Photo-based referring expression data:
------

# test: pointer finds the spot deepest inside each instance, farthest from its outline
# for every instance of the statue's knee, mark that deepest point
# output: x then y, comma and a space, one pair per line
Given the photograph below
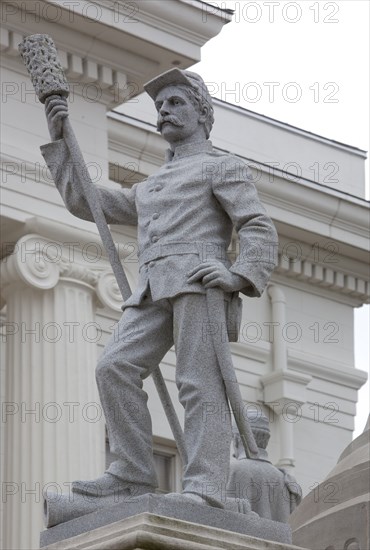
102, 368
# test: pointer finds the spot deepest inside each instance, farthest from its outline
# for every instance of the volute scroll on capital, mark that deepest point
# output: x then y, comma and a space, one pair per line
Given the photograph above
30, 264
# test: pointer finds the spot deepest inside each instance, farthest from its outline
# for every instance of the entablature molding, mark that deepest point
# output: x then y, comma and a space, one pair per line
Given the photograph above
93, 79
304, 204
113, 45
353, 289
327, 369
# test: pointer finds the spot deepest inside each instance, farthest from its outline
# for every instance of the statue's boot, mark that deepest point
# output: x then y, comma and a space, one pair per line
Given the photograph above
109, 484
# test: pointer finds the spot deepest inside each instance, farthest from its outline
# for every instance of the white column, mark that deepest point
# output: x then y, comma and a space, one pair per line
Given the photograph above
284, 389
54, 428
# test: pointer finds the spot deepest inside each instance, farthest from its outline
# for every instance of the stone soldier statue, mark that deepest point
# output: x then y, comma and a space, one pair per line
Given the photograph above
185, 216
272, 492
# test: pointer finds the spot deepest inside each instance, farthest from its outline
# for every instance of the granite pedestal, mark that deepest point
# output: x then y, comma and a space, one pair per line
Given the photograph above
147, 531
157, 506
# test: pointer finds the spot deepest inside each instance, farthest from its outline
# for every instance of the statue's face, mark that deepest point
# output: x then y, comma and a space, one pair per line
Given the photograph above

------

- **Activity**
Line by line, retype the records above exactly, minus the images.

- **Solution to the problem**
# test: pointer finds the spot deepest inside each instance, farthest from its outline
# for every instance of the statue's knee, mark that deepest point
# output: x then y, comma and a space, one pair per line
Given the photograph below
102, 368
# test: pointer finds the spot deepest inside each instance, farthest from its outline
# for every instance of the volute scroll on capital, mark that deepest point
# output: x then y, comma and a space, one pair per line
Given the photograph above
30, 264
# test: pointer finds the spot deepest inside each instance, farthest from its outline
# for every instance of the entablature molding, mark that deepest point
# output: x then y, comma and a space, one pair per line
Given the photograph above
93, 79
304, 204
113, 45
353, 289
327, 369
# test: pointer finds the spot deepest inside each instance, farthest from its outline
# for every instance of the statue's boot, mark that deepest point
# output: x then y, comma and a space, one pair per line
Given the photograph above
109, 484
# test: pointer finds the spot deepest inside each instance, farthest from its outline
# for every instance of the white column, mark that deepest point
# output: x then y, comma and a space, one pair per line
Given the photograph above
284, 389
54, 428
# test: pointer finds the spot deepest inside each instance, farthest from its outline
# for every instance of the stone soldier statue, mark that deepest point
# output: x then y, comma and a space, one pair per line
Given the photograph above
185, 216
272, 492
# test: pointer finds the spot deepest inside each instance, farthest from its outline
# for every instance of the granite pedestal, mark that deepest point
# output: x then y, comma and a space, one pair per line
Given the photograph above
147, 531
157, 506
# test: pointer finds the spot deepest inside each instance, farthest from its outline
# for every instance of the statue's face, mark that deepest point
# output: x then y, comma and a space, one pair per line
Given the photograph above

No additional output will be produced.